QUOTED PASSAGE:
-----
The term “resolution” refers to a quantitative measure of the peak spacing in a liquid chromatography (LC) separation. The most common formula for measuring resolution (Rs) is
Rs = 2 (t2 - t1) / (w1 - w2)
Where, t1 and t2 are the retention times of the two peaks of interest, and w1 and w2 are the peak widths measured at the baseline between tangents drawn to the peak sides.
Examples
Example 1: Expression and harvest of darbepoetin-alfa
Expression of darbepoetin-alfa in mammalian cells was accomplished as described in EP2456871 (B1), which is incorporated herein as reference. Harvested cell culture broth (CCB) was clarified by centrifugation to obtain clarified cell culture broth (CCCB). The CCCB was subjected to different chromatographic separation stages (anion, cation and bind/elute) to finally obtain the purified drug substance (DS). The present method employed Thermo Scientific Dionex ProPac© SAX-10; 250 x 4 mmID column. The mobile phases used for the strong anion exchange method were; A: 25 mM Sodium acetate (pH 3.5); B: 25 mM Sodium acetate + 250 mM sodium chloride (pH 3.5); and C: 100% acetonitrile (flowing at 10% into the column). The use of step gradient was found to improve the separation and resolution of the sialylated isoforms. The gradient program of the present invention is given below –

Time (mins) % of Mobile Phase-A % of Mobile Phase-B % of Mobile Phase-C
0-12.2 100 0 0
12.2-14 91.5 8.5 10
14-14.2 91.5 8.5 10
14.2-16 89 11 10
16-16.2 89 11 10
16.2-18 87 13 10
18-18.2 87 13 10
18.2-20 84.5 15.5 10
20-20.2 84.5 15.5 10
20.2-22 81 19 10
22-22.2 81 19 10
22.2-24 77.5 22.5 10
24-30 77.5 22.5 10
30-32 70 30 0
32-34 0 100 0
34-40 100 0 0

Table 1: Chromatographic gradient employed
A fluorescence-based detection system is attached to the chromatographic system, for analyzing the isoforms in samples at different purification stages.
-----
EXTRACTED MATERIAL:
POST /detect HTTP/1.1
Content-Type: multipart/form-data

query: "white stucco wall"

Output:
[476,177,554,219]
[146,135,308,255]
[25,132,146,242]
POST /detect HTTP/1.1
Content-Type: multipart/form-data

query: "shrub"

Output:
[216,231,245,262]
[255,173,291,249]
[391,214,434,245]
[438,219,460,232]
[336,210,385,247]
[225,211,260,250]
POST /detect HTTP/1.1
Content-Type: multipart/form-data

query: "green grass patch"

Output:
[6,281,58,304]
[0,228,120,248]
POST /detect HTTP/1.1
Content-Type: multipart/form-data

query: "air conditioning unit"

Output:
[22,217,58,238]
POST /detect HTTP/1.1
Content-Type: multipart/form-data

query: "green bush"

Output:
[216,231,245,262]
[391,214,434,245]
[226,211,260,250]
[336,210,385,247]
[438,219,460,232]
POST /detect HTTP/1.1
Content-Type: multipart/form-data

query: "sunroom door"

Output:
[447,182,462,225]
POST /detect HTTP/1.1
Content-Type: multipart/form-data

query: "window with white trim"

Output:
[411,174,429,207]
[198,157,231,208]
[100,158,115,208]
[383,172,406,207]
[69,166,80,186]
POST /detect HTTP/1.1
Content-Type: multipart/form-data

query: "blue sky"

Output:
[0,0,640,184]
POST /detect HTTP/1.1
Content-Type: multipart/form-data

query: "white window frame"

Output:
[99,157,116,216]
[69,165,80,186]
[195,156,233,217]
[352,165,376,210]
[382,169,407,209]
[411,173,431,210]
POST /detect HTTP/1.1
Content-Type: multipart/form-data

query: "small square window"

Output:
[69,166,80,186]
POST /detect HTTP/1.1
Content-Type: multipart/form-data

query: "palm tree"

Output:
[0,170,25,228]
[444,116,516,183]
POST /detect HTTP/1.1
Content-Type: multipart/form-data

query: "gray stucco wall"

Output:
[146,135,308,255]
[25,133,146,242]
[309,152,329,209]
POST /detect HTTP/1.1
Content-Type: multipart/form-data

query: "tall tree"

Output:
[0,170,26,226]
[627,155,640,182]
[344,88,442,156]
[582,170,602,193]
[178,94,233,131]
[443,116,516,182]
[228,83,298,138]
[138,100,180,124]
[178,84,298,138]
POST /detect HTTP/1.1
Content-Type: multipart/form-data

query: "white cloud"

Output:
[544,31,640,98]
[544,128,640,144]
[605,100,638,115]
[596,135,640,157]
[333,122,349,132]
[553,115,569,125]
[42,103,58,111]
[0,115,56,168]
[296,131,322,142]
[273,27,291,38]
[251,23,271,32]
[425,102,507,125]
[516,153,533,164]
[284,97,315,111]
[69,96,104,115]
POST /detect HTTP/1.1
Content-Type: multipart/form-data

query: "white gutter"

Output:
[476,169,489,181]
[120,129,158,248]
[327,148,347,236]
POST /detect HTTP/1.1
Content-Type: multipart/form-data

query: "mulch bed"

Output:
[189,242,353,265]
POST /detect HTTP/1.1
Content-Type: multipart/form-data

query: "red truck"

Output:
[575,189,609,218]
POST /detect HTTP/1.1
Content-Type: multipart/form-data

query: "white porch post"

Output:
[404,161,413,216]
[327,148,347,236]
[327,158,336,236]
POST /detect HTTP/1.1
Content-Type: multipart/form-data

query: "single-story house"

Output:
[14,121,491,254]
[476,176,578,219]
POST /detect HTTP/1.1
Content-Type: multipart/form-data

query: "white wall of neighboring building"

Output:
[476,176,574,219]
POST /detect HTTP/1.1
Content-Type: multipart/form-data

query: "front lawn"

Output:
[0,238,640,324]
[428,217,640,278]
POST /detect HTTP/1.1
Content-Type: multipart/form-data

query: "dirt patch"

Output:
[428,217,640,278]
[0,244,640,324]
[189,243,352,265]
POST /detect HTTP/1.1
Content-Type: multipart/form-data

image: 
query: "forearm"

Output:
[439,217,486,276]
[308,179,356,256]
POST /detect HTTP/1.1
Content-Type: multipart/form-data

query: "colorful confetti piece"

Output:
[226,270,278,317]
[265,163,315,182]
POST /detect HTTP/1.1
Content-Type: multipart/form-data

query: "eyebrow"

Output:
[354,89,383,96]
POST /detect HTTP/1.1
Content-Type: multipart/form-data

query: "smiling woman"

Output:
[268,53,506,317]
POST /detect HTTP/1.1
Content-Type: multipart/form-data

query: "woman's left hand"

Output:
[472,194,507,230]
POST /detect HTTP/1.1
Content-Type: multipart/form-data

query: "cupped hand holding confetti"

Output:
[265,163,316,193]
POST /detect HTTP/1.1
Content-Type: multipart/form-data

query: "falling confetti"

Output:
-----
WHAT TO DO:
A. List each mobile phase that the chromatography text gives for the strong anion exchange method, along with its composition.
B. Using the chromatography text, explain in one or two sentences why a step gradient was used in the method.
C. Resume the chromatography text, starting after its last sentence, which ends with "samples at different purification stages."
The data have no connection to the chromatography text.

RESULTS IN ORDER:
A.
- A: 25 mM sodium acetate (pH 3.5)
- B: 25 mM sodium acetate + 250 mM sodium chloride (pH 3.5)
- C: 100% acetonitrile (flowing at 10% into the column)

B. The step gradient was found to improve the separation and resolution of the sialylated isoforms.

C.
Example 2: Quantitation of percentage isoforms
The CCCB was purified to obtain an eluate, which was further purified by a number of purification/chromatographic steps to yield a drug substance (DS). In particular, the said eluate was introduced onto the different ion exchange chromatography steps, along with two tangential flow filtration steps TFF-1 and TFF-II. The samples obtained during and after each such step are termed CCCB, Chrom 1, Chrom 2, TFF-I, TFF II, Chrom3, Chrom4 and DS. They were evaluated for recovery of the desired isoforms at each step. For each sample, percentage of the desired and undesired isoform (all pre-peaks eluted before the desired isoforms), is represented in Table-7.
Sample name % Undesired Isoforms % Desired Isoforms
CCCB 79.59 20.42
Chrom I 49.2 50.8
Chrom 2 44.6 55.4
TFF-I retentate 47.44 52.55
TFF-II retentate 41.38 58.61
Chrom 3 6.61 93.38
DS 4.27 95.74

Table-2: Percentage of desired and undesired isoforms in samples at different purification stages
,CLAIMS:WE CLAIM:

1. An anion-exchange method for quantifying sialylated isoforms in a darbepoetin-alfa composition, wherein the method comprises a salt gradient program in combination with use of an organic modifier in the buffer system.
2. A method according to claim 1, wherein the organic modifier is acetonitrile.
3. A method according to claim 1, wherein the pH of the mobile phase is maintained at 3.5.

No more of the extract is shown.